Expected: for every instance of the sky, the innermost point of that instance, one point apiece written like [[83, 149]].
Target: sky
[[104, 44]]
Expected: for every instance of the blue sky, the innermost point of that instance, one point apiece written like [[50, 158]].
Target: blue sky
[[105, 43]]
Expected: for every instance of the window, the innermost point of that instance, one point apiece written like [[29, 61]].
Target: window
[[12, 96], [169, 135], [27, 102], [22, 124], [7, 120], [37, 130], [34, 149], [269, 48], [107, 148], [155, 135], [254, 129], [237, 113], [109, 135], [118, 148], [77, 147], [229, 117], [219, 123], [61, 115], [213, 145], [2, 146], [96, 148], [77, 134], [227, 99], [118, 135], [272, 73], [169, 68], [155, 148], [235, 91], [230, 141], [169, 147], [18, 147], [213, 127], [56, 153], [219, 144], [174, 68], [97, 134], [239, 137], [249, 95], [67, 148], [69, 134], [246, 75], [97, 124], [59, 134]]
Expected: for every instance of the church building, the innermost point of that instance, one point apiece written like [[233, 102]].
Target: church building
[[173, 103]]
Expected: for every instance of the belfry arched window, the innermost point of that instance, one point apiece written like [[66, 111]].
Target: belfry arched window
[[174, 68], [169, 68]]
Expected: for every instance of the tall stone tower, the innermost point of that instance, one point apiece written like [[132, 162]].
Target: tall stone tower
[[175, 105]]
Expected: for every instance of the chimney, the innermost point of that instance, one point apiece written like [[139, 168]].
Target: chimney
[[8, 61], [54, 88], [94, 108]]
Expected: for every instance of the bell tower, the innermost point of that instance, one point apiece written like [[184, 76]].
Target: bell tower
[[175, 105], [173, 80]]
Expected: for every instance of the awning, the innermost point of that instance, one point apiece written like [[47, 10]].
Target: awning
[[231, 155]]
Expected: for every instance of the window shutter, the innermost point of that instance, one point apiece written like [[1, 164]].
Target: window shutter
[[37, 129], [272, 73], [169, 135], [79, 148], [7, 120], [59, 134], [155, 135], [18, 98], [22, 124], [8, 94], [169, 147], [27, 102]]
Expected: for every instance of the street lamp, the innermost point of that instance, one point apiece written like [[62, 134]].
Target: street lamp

· · · · ·

What the exercise asks:
Look through the data above. Each line containing the word "that" needs to be copied.

Answer space:
Expected: for every instance of the sky, the innermost point of that instance, one point apiece written like [[83, 149]].
Expected: for every instance of the blue sky, the innermost point of that instance, one point apiece written like [[50, 158]].
Expected: for every instance of the window, the innermost point of that instance, one point apiece written like [[29, 61]].
Expected: for every instance of the church building, the innermost point of that instance, one point apiece written like [[233, 102]].
Expected: for every instance of the belfry arched window, the innermost point of that instance, one point apiece written like [[66, 111]].
Expected: for every instance of the tall stone tower, the innermost point of that instance, one point apiece written like [[132, 162]].
Expected: for every instance of the chimney, the innermost point of that instance, one point apiece written like [[139, 168]].
Expected: for every instance of the bell tower, the innermost point of that instance, one point apiece written like [[184, 76]].
Expected: for every instance of the awning, the innermost point of that instance, one point apiece written like [[47, 10]].
Expected: for every instance of the window shutter, the innermost point of that instance, one point apiece written like [[1, 164]].
Expected: for every instance of the street lamp, the innermost point of that instance, one point apiece written like [[62, 134]].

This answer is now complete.